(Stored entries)
════

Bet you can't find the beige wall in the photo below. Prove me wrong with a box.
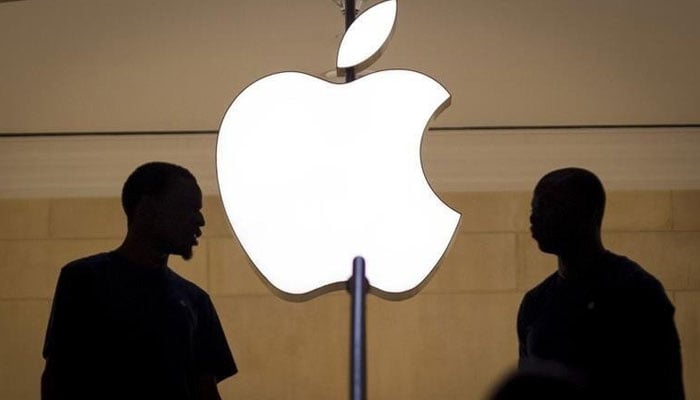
[0,191,700,400]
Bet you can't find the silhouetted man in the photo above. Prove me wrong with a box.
[518,168,684,400]
[42,162,237,400]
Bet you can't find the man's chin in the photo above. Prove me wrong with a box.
[174,247,194,261]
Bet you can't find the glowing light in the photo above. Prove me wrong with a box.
[217,0,459,294]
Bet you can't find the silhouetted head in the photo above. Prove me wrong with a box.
[530,168,605,255]
[122,162,204,259]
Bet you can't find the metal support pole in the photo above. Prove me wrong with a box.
[345,0,355,82]
[348,257,369,400]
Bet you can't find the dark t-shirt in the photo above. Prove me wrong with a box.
[44,252,237,400]
[518,252,683,400]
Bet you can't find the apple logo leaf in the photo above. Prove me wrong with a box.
[337,0,396,68]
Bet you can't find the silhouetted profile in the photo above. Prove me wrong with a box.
[42,162,237,400]
[518,168,684,400]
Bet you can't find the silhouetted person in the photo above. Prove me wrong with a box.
[518,168,684,400]
[489,362,594,400]
[42,162,237,400]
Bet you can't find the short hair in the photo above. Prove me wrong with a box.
[122,161,195,221]
[535,167,605,224]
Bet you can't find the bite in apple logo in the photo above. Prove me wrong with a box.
[216,0,460,298]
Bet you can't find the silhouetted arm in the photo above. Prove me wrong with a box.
[198,375,221,400]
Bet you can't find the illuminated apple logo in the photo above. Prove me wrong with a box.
[216,0,460,296]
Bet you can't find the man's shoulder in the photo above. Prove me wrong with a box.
[61,253,113,275]
[525,271,558,300]
[167,267,209,299]
[605,252,663,290]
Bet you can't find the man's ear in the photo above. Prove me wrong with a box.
[134,195,158,221]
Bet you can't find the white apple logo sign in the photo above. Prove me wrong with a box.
[216,0,460,297]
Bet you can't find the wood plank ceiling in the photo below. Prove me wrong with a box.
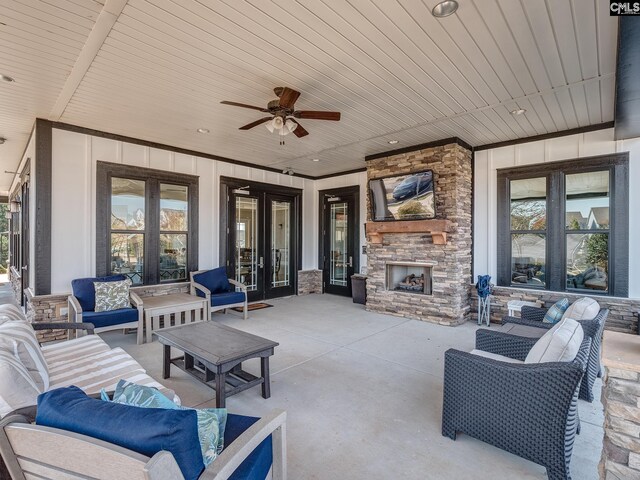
[0,0,617,191]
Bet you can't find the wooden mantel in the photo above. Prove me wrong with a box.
[365,220,451,245]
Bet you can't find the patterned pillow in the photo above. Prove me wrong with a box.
[542,298,569,323]
[100,380,227,467]
[93,278,131,312]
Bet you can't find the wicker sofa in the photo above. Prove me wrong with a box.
[442,330,591,480]
[498,306,609,402]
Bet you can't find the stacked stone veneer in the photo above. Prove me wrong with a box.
[366,143,472,325]
[26,282,189,342]
[598,332,640,480]
[298,270,322,295]
[470,286,640,334]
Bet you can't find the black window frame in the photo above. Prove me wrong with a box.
[496,152,629,297]
[96,162,199,285]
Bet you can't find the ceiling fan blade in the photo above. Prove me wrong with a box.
[293,110,340,121]
[239,117,273,130]
[280,87,300,108]
[292,120,309,138]
[220,100,269,113]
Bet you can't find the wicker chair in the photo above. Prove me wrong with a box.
[442,337,591,480]
[500,306,609,402]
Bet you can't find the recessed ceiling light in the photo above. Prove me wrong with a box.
[431,0,458,18]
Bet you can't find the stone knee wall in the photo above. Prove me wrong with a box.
[298,270,322,295]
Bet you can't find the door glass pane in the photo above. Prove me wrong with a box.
[565,170,609,231]
[329,202,349,287]
[271,201,291,287]
[236,197,259,291]
[567,233,609,292]
[160,233,187,282]
[111,177,145,230]
[111,233,144,285]
[511,177,547,231]
[511,233,546,287]
[160,183,189,232]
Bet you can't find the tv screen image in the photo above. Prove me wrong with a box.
[369,170,436,221]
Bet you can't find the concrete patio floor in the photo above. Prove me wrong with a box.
[101,295,603,480]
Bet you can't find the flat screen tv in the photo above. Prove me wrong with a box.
[369,170,436,222]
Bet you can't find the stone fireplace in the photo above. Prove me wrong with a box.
[366,139,472,325]
[385,262,433,295]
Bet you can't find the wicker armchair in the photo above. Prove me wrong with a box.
[442,337,591,480]
[500,306,609,402]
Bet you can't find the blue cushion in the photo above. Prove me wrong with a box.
[36,387,204,480]
[71,275,127,312]
[224,413,273,480]
[211,292,245,307]
[542,298,569,323]
[82,308,138,328]
[193,267,231,297]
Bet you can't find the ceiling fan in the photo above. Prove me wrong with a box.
[220,87,340,145]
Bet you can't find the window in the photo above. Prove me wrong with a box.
[96,162,198,285]
[498,153,629,296]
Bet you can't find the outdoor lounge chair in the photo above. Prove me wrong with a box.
[500,306,609,402]
[442,330,591,480]
[68,275,143,344]
[189,267,249,320]
[0,411,286,480]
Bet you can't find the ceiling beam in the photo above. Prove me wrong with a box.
[49,0,128,122]
[615,15,640,140]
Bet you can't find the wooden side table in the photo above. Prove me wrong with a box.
[138,293,209,343]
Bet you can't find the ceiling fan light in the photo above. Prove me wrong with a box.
[271,115,284,130]
[284,119,298,133]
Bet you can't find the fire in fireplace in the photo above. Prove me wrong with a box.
[386,262,433,295]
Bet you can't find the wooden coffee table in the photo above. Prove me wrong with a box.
[153,321,279,408]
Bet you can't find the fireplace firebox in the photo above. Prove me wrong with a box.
[385,262,434,295]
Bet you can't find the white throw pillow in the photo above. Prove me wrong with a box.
[469,348,523,363]
[562,297,600,320]
[0,350,42,418]
[524,318,584,363]
[0,321,49,392]
[93,278,131,312]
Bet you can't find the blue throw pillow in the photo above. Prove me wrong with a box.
[193,267,231,297]
[100,380,227,467]
[542,298,569,323]
[36,386,204,480]
[71,275,127,312]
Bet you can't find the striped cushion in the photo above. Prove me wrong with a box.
[42,335,111,368]
[50,348,165,394]
[0,350,42,418]
[0,321,49,392]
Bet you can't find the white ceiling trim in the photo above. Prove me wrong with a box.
[284,73,614,166]
[49,0,129,122]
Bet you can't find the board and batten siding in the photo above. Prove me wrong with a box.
[51,128,317,294]
[473,128,640,298]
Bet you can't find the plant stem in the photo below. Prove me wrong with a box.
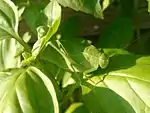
[15,35,31,53]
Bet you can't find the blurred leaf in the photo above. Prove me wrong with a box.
[60,16,82,38]
[0,67,59,113]
[57,0,103,18]
[65,103,90,113]
[0,38,21,69]
[147,0,150,13]
[82,54,150,113]
[120,0,135,17]
[0,0,18,40]
[102,0,114,11]
[98,17,133,48]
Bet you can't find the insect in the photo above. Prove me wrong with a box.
[83,45,109,74]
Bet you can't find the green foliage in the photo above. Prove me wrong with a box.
[0,0,150,113]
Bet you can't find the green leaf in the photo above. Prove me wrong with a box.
[0,0,18,40]
[65,103,90,113]
[32,0,61,57]
[23,3,45,34]
[147,0,150,13]
[57,0,103,18]
[102,0,114,11]
[82,54,150,113]
[0,67,59,113]
[98,17,133,48]
[0,38,20,69]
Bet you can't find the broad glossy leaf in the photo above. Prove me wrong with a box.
[82,54,150,113]
[0,67,59,113]
[32,0,61,56]
[0,38,20,69]
[57,0,103,18]
[0,0,18,40]
[98,17,133,48]
[65,103,90,113]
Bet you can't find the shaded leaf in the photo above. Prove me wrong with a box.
[0,0,18,40]
[57,0,103,18]
[98,17,133,48]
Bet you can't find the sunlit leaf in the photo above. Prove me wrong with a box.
[65,103,90,113]
[0,67,59,113]
[0,38,20,69]
[32,0,61,56]
[82,54,150,113]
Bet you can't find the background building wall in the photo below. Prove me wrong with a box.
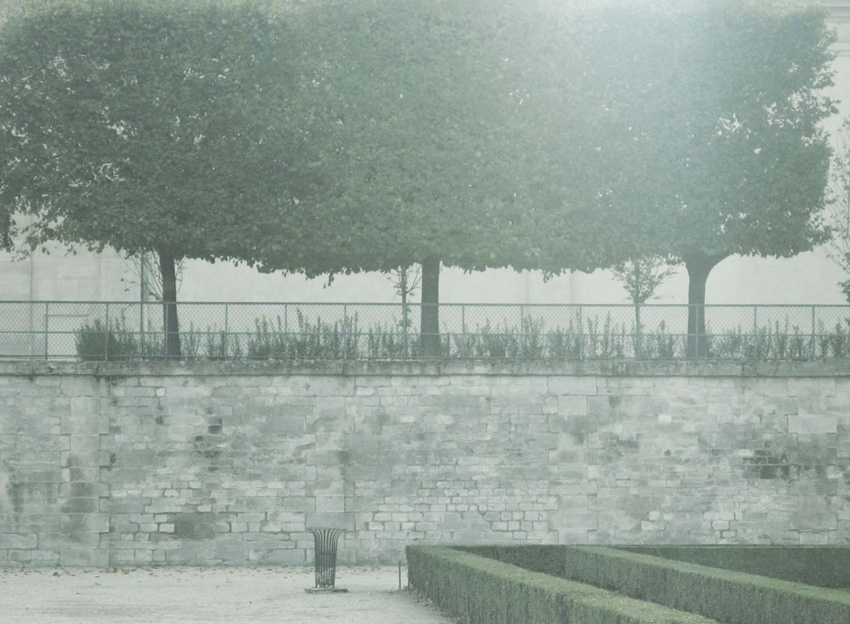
[0,0,850,304]
[0,362,850,566]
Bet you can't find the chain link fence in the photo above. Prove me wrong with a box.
[0,301,850,360]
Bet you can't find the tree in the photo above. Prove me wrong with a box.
[826,120,850,302]
[611,256,676,356]
[585,0,835,355]
[257,0,604,356]
[0,0,318,357]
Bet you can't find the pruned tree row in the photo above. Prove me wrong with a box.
[0,0,835,356]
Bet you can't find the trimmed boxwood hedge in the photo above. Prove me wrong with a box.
[608,546,850,588]
[453,544,567,578]
[407,546,716,624]
[565,546,850,624]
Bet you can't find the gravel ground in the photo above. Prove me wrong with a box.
[0,567,451,624]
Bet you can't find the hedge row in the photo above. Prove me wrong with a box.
[454,544,567,578]
[612,546,850,588]
[407,546,716,624]
[565,546,850,624]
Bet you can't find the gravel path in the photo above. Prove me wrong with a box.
[0,567,450,624]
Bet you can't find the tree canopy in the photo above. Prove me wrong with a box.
[258,0,608,352]
[0,0,318,350]
[572,2,835,348]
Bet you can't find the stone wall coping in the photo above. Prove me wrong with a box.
[0,360,850,378]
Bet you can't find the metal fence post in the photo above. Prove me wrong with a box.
[342,304,348,360]
[401,301,408,359]
[44,302,50,360]
[162,297,170,360]
[753,305,759,360]
[812,306,818,360]
[460,304,469,357]
[103,303,109,360]
[578,304,584,360]
[694,303,705,359]
[516,306,526,357]
[221,303,230,359]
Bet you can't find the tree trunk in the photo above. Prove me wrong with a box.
[420,258,441,358]
[635,303,643,360]
[159,252,182,358]
[685,257,720,358]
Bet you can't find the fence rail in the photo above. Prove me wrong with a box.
[0,301,850,360]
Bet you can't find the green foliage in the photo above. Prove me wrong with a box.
[565,546,850,624]
[611,256,676,306]
[612,546,850,588]
[71,309,850,361]
[74,316,232,361]
[406,546,711,624]
[0,0,317,260]
[74,317,165,360]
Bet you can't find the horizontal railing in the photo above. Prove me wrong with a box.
[0,301,850,360]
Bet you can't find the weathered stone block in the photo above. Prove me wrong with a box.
[306,512,354,531]
[0,533,38,550]
[788,414,838,434]
[548,376,597,396]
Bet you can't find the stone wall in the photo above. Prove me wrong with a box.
[0,362,850,566]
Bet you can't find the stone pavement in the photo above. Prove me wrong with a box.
[0,567,451,624]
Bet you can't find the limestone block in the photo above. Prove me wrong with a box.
[0,533,38,550]
[788,414,838,434]
[306,512,354,531]
[548,376,597,396]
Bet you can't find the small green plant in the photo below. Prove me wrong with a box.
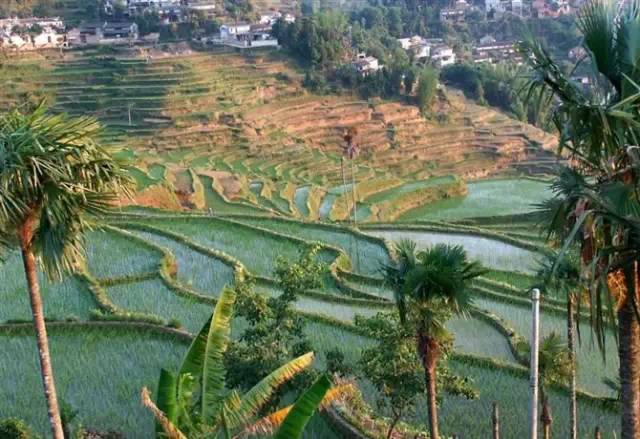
[0,418,38,439]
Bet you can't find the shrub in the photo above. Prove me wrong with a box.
[0,418,38,439]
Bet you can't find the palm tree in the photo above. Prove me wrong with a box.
[527,332,571,439]
[384,241,483,439]
[142,288,336,439]
[523,0,640,439]
[0,104,129,439]
[538,254,580,439]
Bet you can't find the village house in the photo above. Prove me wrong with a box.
[531,0,571,18]
[440,8,466,22]
[0,17,67,50]
[398,35,431,60]
[127,0,182,17]
[430,45,456,68]
[398,35,456,67]
[260,11,296,26]
[352,52,383,76]
[67,21,140,46]
[183,0,216,18]
[472,35,522,64]
[215,23,278,48]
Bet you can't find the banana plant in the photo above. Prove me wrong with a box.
[142,288,331,439]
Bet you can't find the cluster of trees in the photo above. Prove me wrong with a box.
[440,64,552,129]
[273,8,438,112]
[273,11,351,69]
[0,0,55,17]
[0,105,335,439]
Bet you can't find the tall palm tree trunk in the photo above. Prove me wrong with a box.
[19,217,64,439]
[540,396,553,439]
[567,293,578,439]
[618,278,640,439]
[418,334,440,439]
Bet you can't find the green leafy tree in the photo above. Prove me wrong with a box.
[0,104,131,439]
[225,246,327,409]
[356,314,423,439]
[417,67,438,114]
[142,288,331,439]
[538,242,581,439]
[522,0,640,439]
[384,241,483,439]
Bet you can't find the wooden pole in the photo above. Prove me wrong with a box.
[491,402,500,439]
[529,288,540,439]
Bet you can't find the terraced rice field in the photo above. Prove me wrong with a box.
[0,46,554,221]
[367,229,540,273]
[400,179,551,222]
[0,215,617,438]
[0,44,617,439]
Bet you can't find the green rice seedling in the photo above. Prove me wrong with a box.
[87,231,162,278]
[447,318,515,362]
[230,217,389,275]
[132,218,316,277]
[293,186,311,218]
[133,232,234,297]
[304,321,373,369]
[0,252,96,322]
[474,297,618,397]
[0,327,187,438]
[400,178,551,221]
[318,192,338,220]
[364,175,455,204]
[358,361,619,439]
[484,270,537,291]
[256,284,379,323]
[367,230,540,273]
[107,279,213,333]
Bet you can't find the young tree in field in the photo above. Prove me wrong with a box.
[225,246,327,408]
[416,67,438,114]
[356,313,422,439]
[523,0,640,439]
[527,332,572,439]
[384,241,483,439]
[142,288,340,439]
[355,313,478,438]
[538,249,580,439]
[0,105,130,439]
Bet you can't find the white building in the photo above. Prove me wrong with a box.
[431,46,456,67]
[0,17,67,50]
[220,23,251,40]
[260,11,296,26]
[353,52,383,76]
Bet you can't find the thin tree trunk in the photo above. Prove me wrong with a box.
[19,219,64,439]
[418,334,440,439]
[567,293,578,439]
[491,402,500,439]
[618,272,640,439]
[540,396,553,439]
[387,413,401,439]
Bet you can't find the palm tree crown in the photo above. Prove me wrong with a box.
[0,105,131,278]
[397,244,483,323]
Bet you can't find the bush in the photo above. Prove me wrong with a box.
[0,418,38,439]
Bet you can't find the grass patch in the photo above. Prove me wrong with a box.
[0,252,96,324]
[0,328,187,438]
[399,179,551,221]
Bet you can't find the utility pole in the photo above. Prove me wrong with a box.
[127,102,135,126]
[529,288,540,439]
[491,402,500,439]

════

Instruction →
Find every line in the records that contains the string "block", matching case exactly, and copy each of those lines.

Task solution →
Bet you can't find the weathered stone block in the photo above. Prove me wrong with a box.
Bet you can't find the limestone block in the photo above. Prove me wrong with a box.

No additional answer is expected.